#### [WHAT NEEDS TO BE DONE]
Word for word, retype the entire listing.

#### [LISTED ENTRIES]
━━━━━━━━━━

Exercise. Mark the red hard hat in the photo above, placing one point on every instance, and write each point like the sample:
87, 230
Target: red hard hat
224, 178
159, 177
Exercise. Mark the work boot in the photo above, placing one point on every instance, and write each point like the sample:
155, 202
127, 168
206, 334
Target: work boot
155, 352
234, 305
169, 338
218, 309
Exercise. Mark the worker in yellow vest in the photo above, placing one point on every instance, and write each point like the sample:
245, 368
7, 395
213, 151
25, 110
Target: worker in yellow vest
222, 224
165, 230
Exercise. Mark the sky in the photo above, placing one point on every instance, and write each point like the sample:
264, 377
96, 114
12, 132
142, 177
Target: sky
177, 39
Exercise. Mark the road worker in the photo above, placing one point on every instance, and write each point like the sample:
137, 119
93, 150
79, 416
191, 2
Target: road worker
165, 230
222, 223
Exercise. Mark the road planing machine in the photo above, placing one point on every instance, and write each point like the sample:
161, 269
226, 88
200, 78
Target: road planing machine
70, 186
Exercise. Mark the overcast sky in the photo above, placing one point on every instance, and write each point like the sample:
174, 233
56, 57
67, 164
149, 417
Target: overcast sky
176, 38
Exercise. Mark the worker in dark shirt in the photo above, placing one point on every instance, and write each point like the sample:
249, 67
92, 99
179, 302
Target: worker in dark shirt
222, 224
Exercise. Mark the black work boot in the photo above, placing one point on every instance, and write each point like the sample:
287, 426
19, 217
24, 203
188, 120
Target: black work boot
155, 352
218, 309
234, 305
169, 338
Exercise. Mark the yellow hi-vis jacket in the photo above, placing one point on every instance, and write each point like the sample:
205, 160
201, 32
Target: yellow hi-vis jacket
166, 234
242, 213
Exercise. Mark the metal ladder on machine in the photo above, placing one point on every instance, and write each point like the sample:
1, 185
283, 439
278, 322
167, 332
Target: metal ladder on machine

━━━━━━━━━━

#### [RESPONSE AREA]
Exercise. Mark the red hard hat in the photo above, placing one point on every instance, and write each point like the sample:
87, 230
Target: red hard hat
224, 178
159, 177
Exercise. Mark the work boot in the photo above, placing one point on every instance, and write each point like the sample:
155, 202
127, 168
206, 334
Target: work boot
155, 352
234, 305
169, 338
218, 309
Exercise. Mark the worker in yellow vest in the photo above, placing one point on every instance, and write each point like the sample:
245, 368
7, 395
213, 151
25, 110
Target: worker in yellow vest
222, 224
165, 230
Exercise. Mark the sky in the photo above, placing one point on every instance, and write each point like the sample:
264, 377
96, 114
12, 132
142, 177
Target: sky
177, 39
Exercise. Mark the road worker in the photo above, placing one point on every instance, and write each point like the sample:
137, 119
93, 150
79, 416
191, 2
Target: road worker
165, 230
222, 223
Exercise. Mark the road planing machine in the photo above, placing one point on every instance, and write each point like the sample:
161, 269
226, 88
200, 78
Target: road planing machine
70, 186
Exercise. Mark the overcast sky in the photo above, placing one point on every instance, and write each point like the sample:
174, 233
56, 57
67, 164
149, 417
Target: overcast sky
176, 38
Exercise. Mark the worker in dark shirt in the photo above, placing one point on every instance, and write each point like the sample:
249, 67
92, 99
179, 302
Target: worker in dark shirt
222, 224
Exercise. Mark the black work boot in the photo above, placing one point on every instance, and write each point like the sample:
287, 426
19, 217
24, 203
188, 120
Target: black work boot
155, 352
218, 309
234, 305
169, 338
Exercise. Mark the yellow hi-vis jacket in the photo above, placing one point on every instance, and write each point like the sample:
205, 160
201, 32
Target: yellow hi-vis jacket
166, 234
242, 213
Exercise. Mark the metal ladder on machine in the photo above, placing one point on every instance, and write each point like the sample:
1, 185
283, 439
278, 322
167, 332
Target: metal ladder on machine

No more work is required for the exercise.